=== EXTRACT TO READ ===
▶
Here, the ejection unit determination processing corresponds to processing of determining the state of the ejection unit 600 as the inspection target based on the residual vibration signal Vnvt output from the output terminal in a state where the residual vibration signal NVT based on the residual vibration signal Vout corresponding to the residual vibration is input to the negative input terminal of the operational amplifier AM31, and the voltage value Vm having a constant voltage value obtained by dividing the voltage signal Vdd2 by the resistor R35 and the resistor R36 is input to the positive input terminal, and the voltage vof which is the voltage value of the voltage signal Voff that is output from the output terminal and is the same in voltage value as the voltage signal Vm in a state where the voltage signal Vm having a constant voltage value the same as the voltage value of the voltage signal Vo is input to the negative input terminal of the operational amplifier AM31, and the voltage signal Vm having a constant voltage value obtained by dividing the voltage signal Vdd2 by the resistor R35 and the resistor R36 is input to the positive input terminal.
The first waveform shaping circuit 240 and the second waveform shaping circuit 310 are examples of a waveform shaping circuit, the residual vibration determination circuit 320 is an example of a determination circuit, the operational amplifier AM10 is an example of an amplifier circuit, the circuit including the resistor R11 and the resistor R12 is an example of a gain setting circuit, and the AD conversion circuit 323 is an example of an analog-to-digital converter.
Further, the residual vibration signal Vout is an example of a first residual vibration signal, and the residual vibration signal Vnvt that is obtained by shaping the signal waveform of the residual vibration signal Vout by the first waveform shaping circuit 240 and the second waveform shaping circuit 310 is an example of a second residual vibration signal. The drive signal COM including the drive signal ComA and the drive signal ComB is an example of a drive signal. Here, in view of the fact that the drive signal Vin is generated by selecting or deselecting the signal waveforms of the drive signal ComA and the drive signal ComB, the drive signal Vin is also an example of the drive signal.
◀
=== INFORMATION SHOWN ===
▶
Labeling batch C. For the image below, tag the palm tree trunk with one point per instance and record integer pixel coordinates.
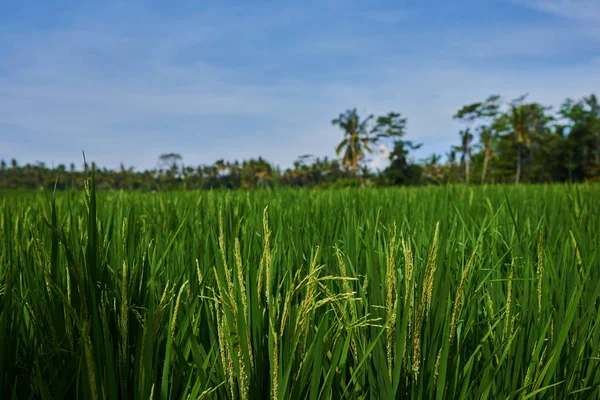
(485, 162)
(518, 174)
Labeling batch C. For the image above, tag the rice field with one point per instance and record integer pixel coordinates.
(434, 292)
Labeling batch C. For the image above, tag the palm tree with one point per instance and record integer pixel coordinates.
(356, 138)
(487, 138)
(465, 148)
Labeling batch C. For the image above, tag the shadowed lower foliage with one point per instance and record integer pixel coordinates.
(436, 292)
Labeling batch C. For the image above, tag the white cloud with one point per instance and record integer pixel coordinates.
(578, 9)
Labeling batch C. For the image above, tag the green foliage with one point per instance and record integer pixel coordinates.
(433, 292)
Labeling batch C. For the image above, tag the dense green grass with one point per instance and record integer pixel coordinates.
(449, 292)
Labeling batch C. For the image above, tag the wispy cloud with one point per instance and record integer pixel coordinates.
(578, 9)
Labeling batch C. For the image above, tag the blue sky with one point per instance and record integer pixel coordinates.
(128, 80)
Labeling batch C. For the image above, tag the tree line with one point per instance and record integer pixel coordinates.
(500, 142)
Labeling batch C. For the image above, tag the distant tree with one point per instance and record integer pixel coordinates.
(477, 112)
(465, 151)
(401, 171)
(356, 138)
(526, 121)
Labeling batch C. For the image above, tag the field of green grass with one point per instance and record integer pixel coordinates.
(435, 292)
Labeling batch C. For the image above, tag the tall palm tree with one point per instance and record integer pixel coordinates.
(487, 137)
(356, 138)
(522, 118)
(465, 149)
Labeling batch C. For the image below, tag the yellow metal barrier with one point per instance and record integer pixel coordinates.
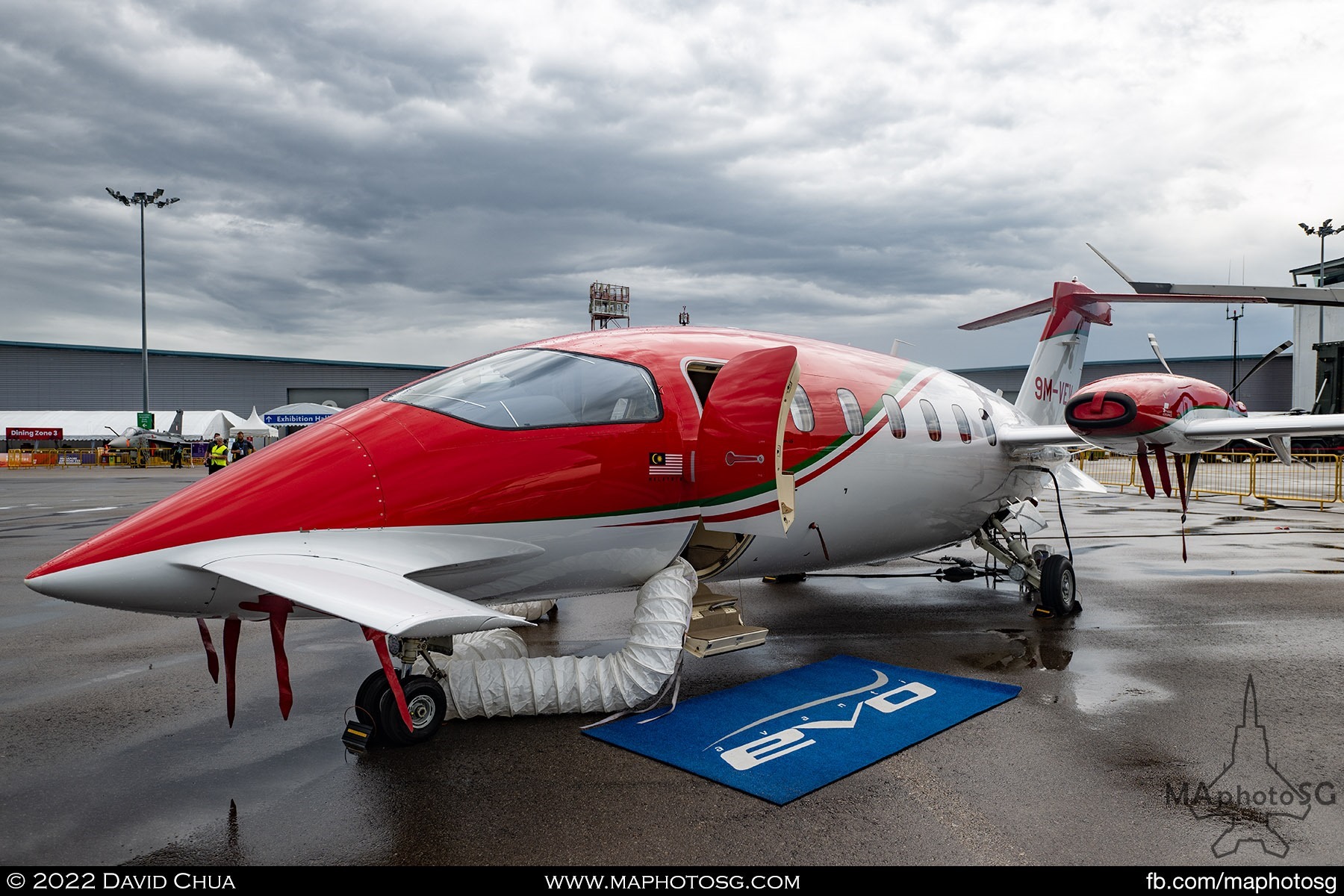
◀
=== TASKS TO PERFORM ===
1. Answer these questions from the residual vibration passage:
(a) Which two resistors divide the voltage signal Vdd2 to produce the voltage value Vm?
(b) Which component is given as an example of an analog-to-digital converter?
(c) Which signal is given as an example of a first residual vibration signal?
2. Carry on the residual vibration passage from its final sentence.

=== ANSWERS PER TASK ===
1.
(a) The resistor R35 and the resistor R36.
(b) The AD conversion circuit 323.
(c) The residual vibration signal Vout.

2.
As described above, in the liquid ejection apparatus 1 and the head unit 20 according to the present embodiment, the operational amplifier AM31 of the second waveform shaping circuit 310 outputs the voltage signal Voff having the voltage value of the voltage vof from the output terminal in the state in which the voltage signal Vm having the constant voltage value is input to the negative input terminal and the voltage signal Vp having the constant voltage value is input to the positive input terminal. In addition, the operational amplifier AM31 of the second waveform shaping circuit 310 outputs the residual vibration signal Vnvt obtained by amplifying the amplitude of the residual vibration signal NVT corresponding to the residual vibration as the voltage signal Vo from the output terminal taking the voltage signal Vp as the reference potential in the state in which the residual vibration signal NVT corresponding to the residual vibration is input to the negative input terminal as the voltage signal Vm and the voltage signal Vp having a constant voltage value is input to the positive input terminal. Then, the residual vibration determination circuit 320 stores the voltage vof, which is the voltage value of the voltage signal Voff output by the operational amplifier AM31 of the second waveform shaping circuit 310, in the storage circuit 326, and determines the state of the ejection unit 600 as the inspection target based on the residual vibration signal Vnvt output by the operational amplifier AM31 of the second waveform shaping circuit 310 and the voltage vof which is the voltage value of the voltage signal Voff stored in the storage circuit 326.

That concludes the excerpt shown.